Direction =>
Copy each of the rows below word for word and leave out the pictures.

** Start of Information provided **

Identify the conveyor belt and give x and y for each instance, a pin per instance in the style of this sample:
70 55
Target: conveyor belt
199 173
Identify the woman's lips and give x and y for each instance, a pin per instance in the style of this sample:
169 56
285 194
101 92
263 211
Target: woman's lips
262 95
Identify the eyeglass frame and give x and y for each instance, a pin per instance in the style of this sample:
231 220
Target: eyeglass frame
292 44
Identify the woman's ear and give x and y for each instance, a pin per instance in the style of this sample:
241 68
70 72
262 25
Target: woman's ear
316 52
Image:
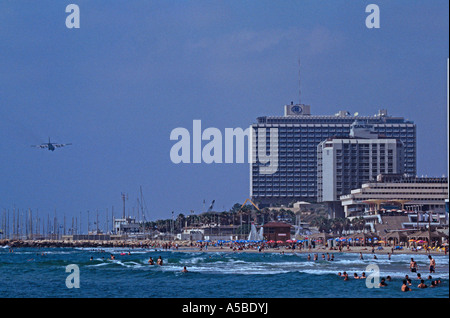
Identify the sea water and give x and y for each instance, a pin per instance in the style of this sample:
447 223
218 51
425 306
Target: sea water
33 273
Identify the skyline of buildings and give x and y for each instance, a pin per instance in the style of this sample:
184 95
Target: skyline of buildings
299 134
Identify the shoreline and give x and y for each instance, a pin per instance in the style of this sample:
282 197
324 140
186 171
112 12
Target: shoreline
185 246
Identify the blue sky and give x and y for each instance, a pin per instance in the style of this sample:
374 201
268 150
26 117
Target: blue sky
135 70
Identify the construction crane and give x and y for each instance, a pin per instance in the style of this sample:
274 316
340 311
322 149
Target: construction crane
211 206
251 203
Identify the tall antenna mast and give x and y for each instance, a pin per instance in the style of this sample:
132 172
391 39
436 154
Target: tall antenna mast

** End of Information provided **

Solution =>
Identify the conveyor belt and give x and y for each instance, a pin per instance in the style of this sample:
70 55
Target: conveyor belt
199 173
Identify the woman's lips and give x and y for each instance, a pin per instance in the style of this sample:
169 56
285 194
101 92
263 211
Target: woman's lips
262 95
Identify the eyeglass frame and give x and y for each instance, a pin per instance in the style of this sample:
231 220
Target: eyeglass frame
292 44
Identify the woman's ear and give x and y for each instance, a pin per instance in the style of this sample:
241 68
70 72
262 25
Target: woman's ear
316 52
Image:
Identify the sea water and give x and y for each instance, a pin per instance in the style of this sample:
447 223
218 51
425 306
Target: sea water
33 273
Identify the skyline of buildings and give x and y for each instance, a pin per instance in the style of this sample:
184 95
Target: skyline of buildings
299 134
Identify the shoreline and give x and y for each instance, a pin per instance in the style of this sample:
282 197
324 140
186 171
112 12
Target: shoreline
185 246
Identify the blue sky and give x and y for each instance, a pin per instance in the style of this sample:
374 201
268 150
26 117
Target: blue sky
135 70
Identify the construction crane and give x and y for each instance, a pin per instance in the style of this sample:
274 316
340 311
322 149
Target: construction crane
211 206
251 203
Identify the tall antenna mast and give x and y for each instance, a pin per instance in the style of this sample:
132 172
391 39
436 154
Target: tall antenna mast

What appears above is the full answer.